[START OF Record list]

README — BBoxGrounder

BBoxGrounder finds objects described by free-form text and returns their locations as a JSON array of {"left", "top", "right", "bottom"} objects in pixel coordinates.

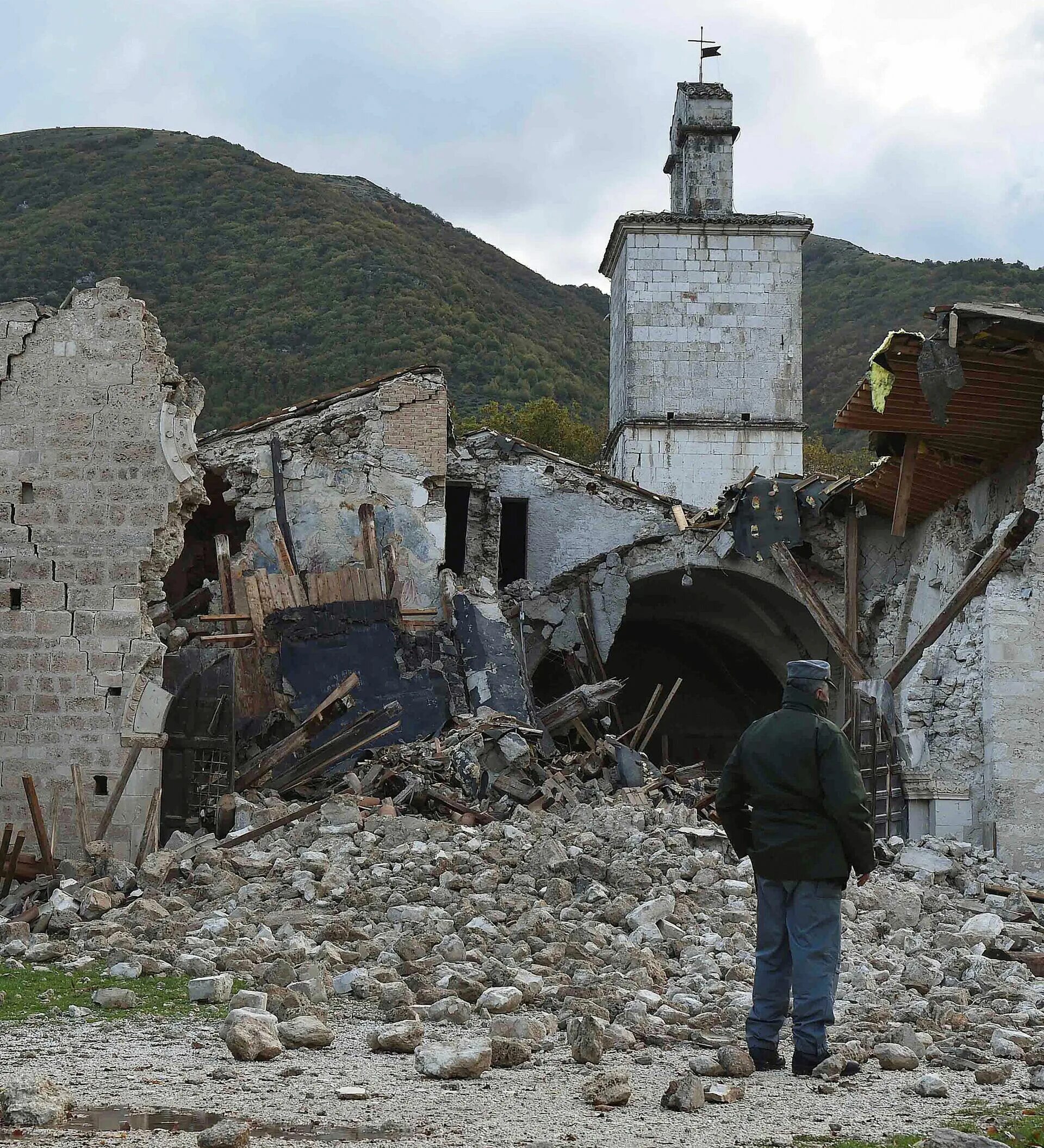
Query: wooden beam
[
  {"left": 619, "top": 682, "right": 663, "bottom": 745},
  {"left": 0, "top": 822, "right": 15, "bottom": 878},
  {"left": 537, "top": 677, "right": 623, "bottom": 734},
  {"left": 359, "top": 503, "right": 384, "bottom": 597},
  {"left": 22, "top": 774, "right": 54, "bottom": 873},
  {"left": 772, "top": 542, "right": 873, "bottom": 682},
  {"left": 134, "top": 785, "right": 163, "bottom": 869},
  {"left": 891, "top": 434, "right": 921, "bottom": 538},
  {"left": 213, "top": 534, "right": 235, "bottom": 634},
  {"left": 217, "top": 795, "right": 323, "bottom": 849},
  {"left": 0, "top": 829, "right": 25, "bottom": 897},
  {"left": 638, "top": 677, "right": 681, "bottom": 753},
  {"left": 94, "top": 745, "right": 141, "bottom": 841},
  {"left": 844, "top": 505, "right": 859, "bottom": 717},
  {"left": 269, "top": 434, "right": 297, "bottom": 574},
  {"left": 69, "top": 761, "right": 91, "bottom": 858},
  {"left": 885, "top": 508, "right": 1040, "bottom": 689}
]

[END OF Record list]
[START OF Record list]

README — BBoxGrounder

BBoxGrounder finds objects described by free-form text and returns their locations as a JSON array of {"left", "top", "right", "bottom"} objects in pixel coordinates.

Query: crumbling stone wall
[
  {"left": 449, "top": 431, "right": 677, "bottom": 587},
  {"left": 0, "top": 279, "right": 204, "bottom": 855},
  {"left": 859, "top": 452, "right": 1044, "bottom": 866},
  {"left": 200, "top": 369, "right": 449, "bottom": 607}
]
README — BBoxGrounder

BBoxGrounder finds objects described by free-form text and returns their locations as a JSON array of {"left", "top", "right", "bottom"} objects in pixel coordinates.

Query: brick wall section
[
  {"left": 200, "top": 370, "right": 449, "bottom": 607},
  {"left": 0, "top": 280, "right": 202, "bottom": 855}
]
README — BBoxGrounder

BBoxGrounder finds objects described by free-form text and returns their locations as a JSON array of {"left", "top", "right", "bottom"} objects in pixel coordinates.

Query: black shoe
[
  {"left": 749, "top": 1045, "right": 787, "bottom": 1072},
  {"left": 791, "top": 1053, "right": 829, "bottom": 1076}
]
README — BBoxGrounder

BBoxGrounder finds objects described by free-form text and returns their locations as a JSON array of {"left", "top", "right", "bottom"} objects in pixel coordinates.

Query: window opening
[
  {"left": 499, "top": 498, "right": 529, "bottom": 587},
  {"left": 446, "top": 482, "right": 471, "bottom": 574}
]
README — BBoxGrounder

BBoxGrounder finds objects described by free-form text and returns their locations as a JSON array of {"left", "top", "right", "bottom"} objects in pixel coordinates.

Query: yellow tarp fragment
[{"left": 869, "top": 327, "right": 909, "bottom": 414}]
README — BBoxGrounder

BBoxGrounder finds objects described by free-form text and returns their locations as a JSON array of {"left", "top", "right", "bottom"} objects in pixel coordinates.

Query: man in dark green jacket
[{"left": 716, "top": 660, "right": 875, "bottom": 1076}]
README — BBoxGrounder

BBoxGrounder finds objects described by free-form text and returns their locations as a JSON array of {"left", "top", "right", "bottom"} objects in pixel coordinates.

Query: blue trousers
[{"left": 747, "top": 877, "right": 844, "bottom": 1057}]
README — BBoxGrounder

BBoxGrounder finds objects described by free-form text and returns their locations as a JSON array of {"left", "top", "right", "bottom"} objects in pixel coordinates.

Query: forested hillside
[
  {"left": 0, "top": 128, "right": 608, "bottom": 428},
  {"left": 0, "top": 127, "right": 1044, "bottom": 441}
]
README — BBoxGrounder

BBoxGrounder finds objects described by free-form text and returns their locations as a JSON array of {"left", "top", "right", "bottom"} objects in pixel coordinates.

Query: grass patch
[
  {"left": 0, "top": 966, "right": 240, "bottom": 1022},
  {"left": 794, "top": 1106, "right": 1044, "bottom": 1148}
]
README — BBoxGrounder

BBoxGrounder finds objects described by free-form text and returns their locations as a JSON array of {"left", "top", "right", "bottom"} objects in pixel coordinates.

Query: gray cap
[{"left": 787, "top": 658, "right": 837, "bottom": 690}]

[END OF Record list]

> Goal
Select every line of the entries above that contains the string "Query" and copy each one out in full.

> Result of this task
Query: wooden beam
Query: crumbling stone wall
Query: brick wall section
Query: black shoe
Query: window opening
Query: yellow tarp fragment
Query: man in dark green jacket
Query: blue trousers
Query: forested hillside
Query: grass patch
Query: gray cap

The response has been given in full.